Cosa fare: Riporta fedelmente il passo del testo sul combustibile solido secondario compreso tra "Che cos'è il" e "fondate sul CDR).", estremi inclusi.

Che cos'è il CSS (combustibile solido secondario)?



l'Umbria potrà anche produrre CSS ma NON POTRA' BRUCIARLO NEI CEMENTIFICI 

 
Le modifiche operate con il Dlgs 205/10 nel DLgs 152/06 (art. 183) hanno
eliminato il CDR e il CDRQ ovvero hanno abrogato l'art. 229 del medesimo
Dlgs (anche se una norma transitoria del Dlgs 205/10 art. 39 c. 8 mantiene
in essere tutte le autorizzazioni fondate sul CDR).
Il CSS è l'erede del CDR anche se non è un suo sinonimo sotto il profilo
tecnico (concentrazioni di contaminanti permesse e caratteristiche
chimico/fisiche) in quanto si fa riferimento alle norme UNI CEN/TS 15359 e
non più' alla norma UNI 9903/1 (e per logica a quanto contenuto nel DM 5.02
1998). Le norme tecniche europee suddette sono incomplete e ancora in fase
di definizione, le norme della serie TS sono inoltre, per definizione,
"sperimentali" il cui recepimento non e' vincolante per gli Stati europei e
non comporta automaticamente il superamento di norme nazionali. Occorrerà
pertanto attendere che tali norme TS diventino norme EN per essere
vincolanti anche sotto il profilo normativo per l'Italia e gli altri paesi.

Dati registrati:

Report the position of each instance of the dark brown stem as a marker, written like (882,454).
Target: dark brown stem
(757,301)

Risultato dell'esercizio:
Che cos'è il CSS (combustibile solido secondario)?



l'Umbria potrà anche produrre CSS ma NON POTRA' BRUCIARLO NEI CEMENTIFICI 

 
Le modifiche operate con il Dlgs 205/10 nel DLgs 152/06 (art. 183) hanno
eliminato il CDR e il CDRQ ovvero hanno abrogato l'art. 229 del medesimo
Dlgs (anche se una norma transitoria del Dlgs 205/10 art. 39 c. 8 mantiene
in essere tutte le autorizzazioni fondate sul CDR).